### Exercise directions
Could you quote every one of the following entries back word for word, without changing anything?

-------- Excerpted records

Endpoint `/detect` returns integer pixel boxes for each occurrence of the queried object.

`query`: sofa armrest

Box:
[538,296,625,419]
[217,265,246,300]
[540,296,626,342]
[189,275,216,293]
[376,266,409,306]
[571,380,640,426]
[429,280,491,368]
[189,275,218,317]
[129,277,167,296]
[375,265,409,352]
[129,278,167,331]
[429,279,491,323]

----------------

### Exercise solution
Endpoint `/detect` returns integer pixel boxes for each occurrence of the queried object.

`query`: sofa armrest

Box:
[538,296,625,419]
[217,265,246,300]
[540,296,626,342]
[189,275,216,293]
[376,266,409,306]
[571,380,640,426]
[429,280,491,368]
[189,275,218,317]
[129,277,167,296]
[375,265,409,352]
[129,278,167,331]
[429,279,491,323]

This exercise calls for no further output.